Exercise text »
|---|
Wednesday, July 24th 2019, 3:22 pm - A self-reproducing tick not normally found Western hemisphere has been reported in the U.S. and is responsible for the deaths of at least five cows, according to a statement by the North Carolina Department of Agricultural Services and Consumer Services (NCDA&CS).
The department made the statement after discovering the cows died of acute anemia, a condition that occurs when there is an “abrupt drop” in red blood cells.
Some of the deceased livestock were brought to state officials with up to 1,000 blood-sucking ticks on them.
The Asian longhorned tick originates in East Asia and the first one identified in the U.S. was in 2010 in West Virginia.
Since then, at least 67 counties have confirmed a local presence of the Asian longhorned tick.
"It is an aggressive biter and frequently builds intense infestations on animals causing great stress, reduced growth and production, and blood loss," NCDA&CS says in a statement.
|---|
Data under study »

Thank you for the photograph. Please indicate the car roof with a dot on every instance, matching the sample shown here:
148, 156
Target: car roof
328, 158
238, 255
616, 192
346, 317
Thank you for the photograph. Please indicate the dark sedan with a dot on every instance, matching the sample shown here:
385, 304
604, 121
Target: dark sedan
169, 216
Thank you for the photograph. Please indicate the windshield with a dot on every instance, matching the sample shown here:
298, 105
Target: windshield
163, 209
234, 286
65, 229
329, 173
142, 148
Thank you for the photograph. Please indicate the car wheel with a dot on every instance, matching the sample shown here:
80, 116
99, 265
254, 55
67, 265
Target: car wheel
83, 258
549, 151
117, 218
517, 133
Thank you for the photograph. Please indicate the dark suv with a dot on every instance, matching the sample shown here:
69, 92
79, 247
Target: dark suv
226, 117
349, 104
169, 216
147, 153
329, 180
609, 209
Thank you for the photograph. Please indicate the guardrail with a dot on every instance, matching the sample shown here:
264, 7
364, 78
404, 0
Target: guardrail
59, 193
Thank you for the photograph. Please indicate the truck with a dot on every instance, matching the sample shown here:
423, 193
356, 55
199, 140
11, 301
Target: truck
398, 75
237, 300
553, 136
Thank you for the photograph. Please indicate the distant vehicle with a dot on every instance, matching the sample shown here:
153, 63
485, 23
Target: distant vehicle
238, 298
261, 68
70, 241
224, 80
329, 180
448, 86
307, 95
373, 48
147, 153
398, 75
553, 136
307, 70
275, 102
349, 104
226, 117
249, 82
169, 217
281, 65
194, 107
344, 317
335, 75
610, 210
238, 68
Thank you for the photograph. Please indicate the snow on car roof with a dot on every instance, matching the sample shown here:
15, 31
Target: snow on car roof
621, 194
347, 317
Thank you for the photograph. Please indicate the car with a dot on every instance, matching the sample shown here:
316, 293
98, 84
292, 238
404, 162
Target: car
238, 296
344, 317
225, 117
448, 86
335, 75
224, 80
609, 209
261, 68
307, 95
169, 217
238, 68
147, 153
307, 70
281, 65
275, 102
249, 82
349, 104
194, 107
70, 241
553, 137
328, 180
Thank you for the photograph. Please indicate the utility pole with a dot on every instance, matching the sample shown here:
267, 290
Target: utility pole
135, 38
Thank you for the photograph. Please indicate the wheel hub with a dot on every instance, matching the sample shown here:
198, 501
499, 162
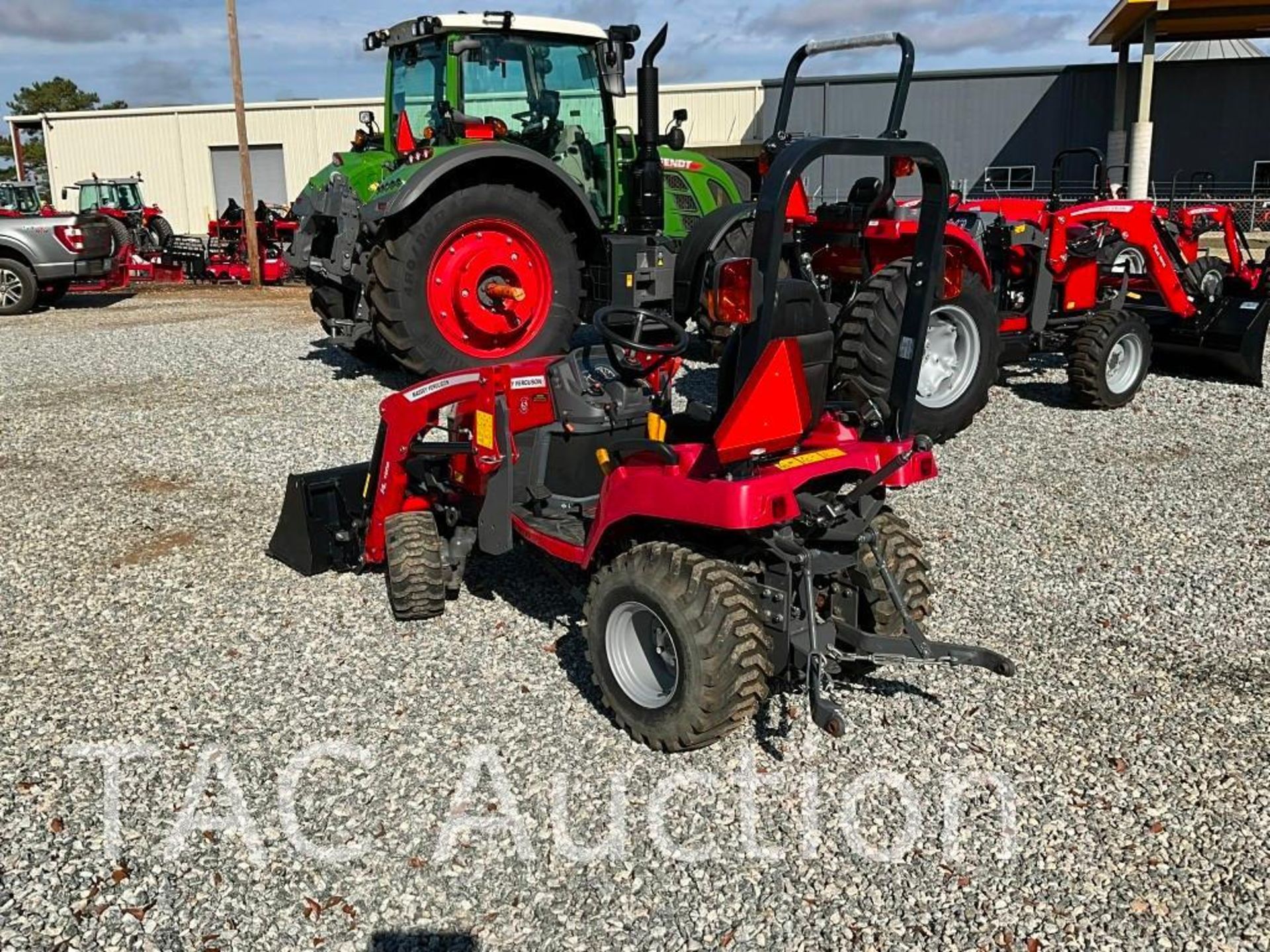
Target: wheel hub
|---|
Explore the material »
• 1. Which counts (of cows, ticks or counties) does the tick report give as numbers? List each with what it counts.
• 2. Could you pick up the tick report after its final sentence and write the next few sentences?

Answers to the exercises »
• 1.
- five: the cows killed, at least
- 1,000: the ticks on some of the dead livestock, up to
- 67: the counties with a confirmed local presence of the Asian longhorned tick, at least

• 2.
"The tick can reproduce parthenogenetically (without a male) and a single fed female tick can create a localized population."
So far, the tick has not made its way into Canada.
Asian longhorned tick bites have not been linked to human infections, officials aren't ruling out the possibility entirely.
TICK BITE PREVENTION
The NCDA&CS says the risk of sustaining a tick bite can be reduced by:
- Wearing long clothing outdoors, including permethrin-treated clothes
- Applying DEET and other Health Canada approved repellants.
- Showering as soon as you return home.
Routinely checking for ticks can also deter attachment.